PROBLEM DETAILS – Transcribe the entries below precisely as they appear, leaving out the pictures.

EXERCISE DATA –
------------------------------

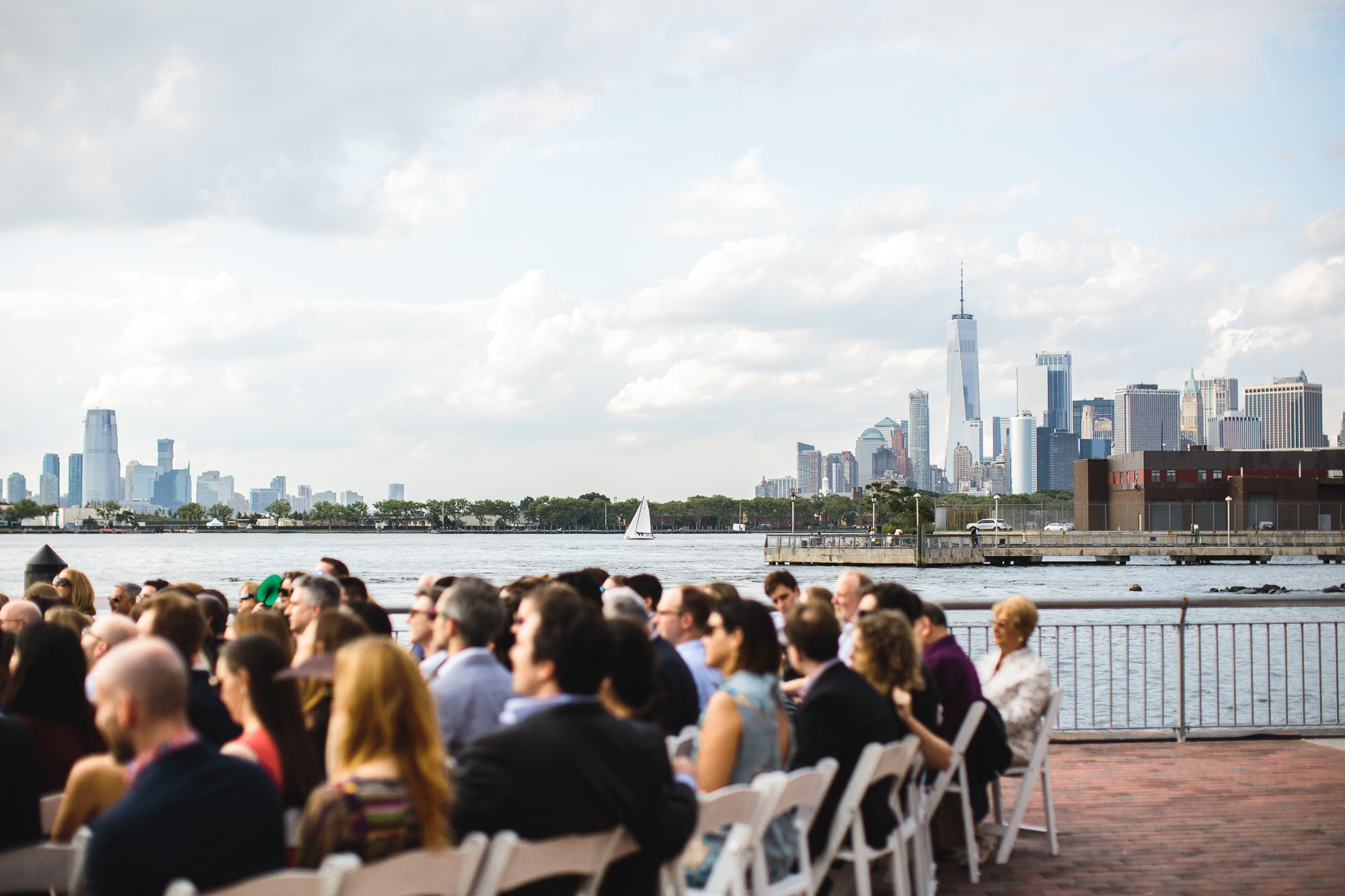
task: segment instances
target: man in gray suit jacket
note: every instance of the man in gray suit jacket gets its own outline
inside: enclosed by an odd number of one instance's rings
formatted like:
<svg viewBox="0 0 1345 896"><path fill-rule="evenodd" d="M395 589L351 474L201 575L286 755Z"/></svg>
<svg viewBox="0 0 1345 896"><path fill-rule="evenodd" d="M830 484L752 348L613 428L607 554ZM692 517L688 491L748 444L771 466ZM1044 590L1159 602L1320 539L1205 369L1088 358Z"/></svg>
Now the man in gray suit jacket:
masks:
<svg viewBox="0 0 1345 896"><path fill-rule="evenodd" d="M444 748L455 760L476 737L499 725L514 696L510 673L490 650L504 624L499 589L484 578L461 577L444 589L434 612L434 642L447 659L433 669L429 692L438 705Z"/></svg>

------------------------------

OUTPUT OF THE TASK –
task: segment instances
target: man in gray suit jacket
note: every instance of the man in gray suit jacket gets its own outline
inside: enclosed by an odd number of one instance's rings
formatted like:
<svg viewBox="0 0 1345 896"><path fill-rule="evenodd" d="M395 589L351 474L201 575L286 755Z"/></svg>
<svg viewBox="0 0 1345 896"><path fill-rule="evenodd" d="M830 484L752 348L613 428L607 554ZM692 517L688 491L748 444L771 466ZM1044 590L1159 602L1320 539L1205 369L1088 358Z"/></svg>
Now the man in gray suit jacket:
masks:
<svg viewBox="0 0 1345 896"><path fill-rule="evenodd" d="M444 748L455 760L476 737L499 725L514 696L510 673L490 650L504 624L499 589L484 578L461 577L444 589L434 612L434 642L447 659L433 669L429 692L438 705Z"/></svg>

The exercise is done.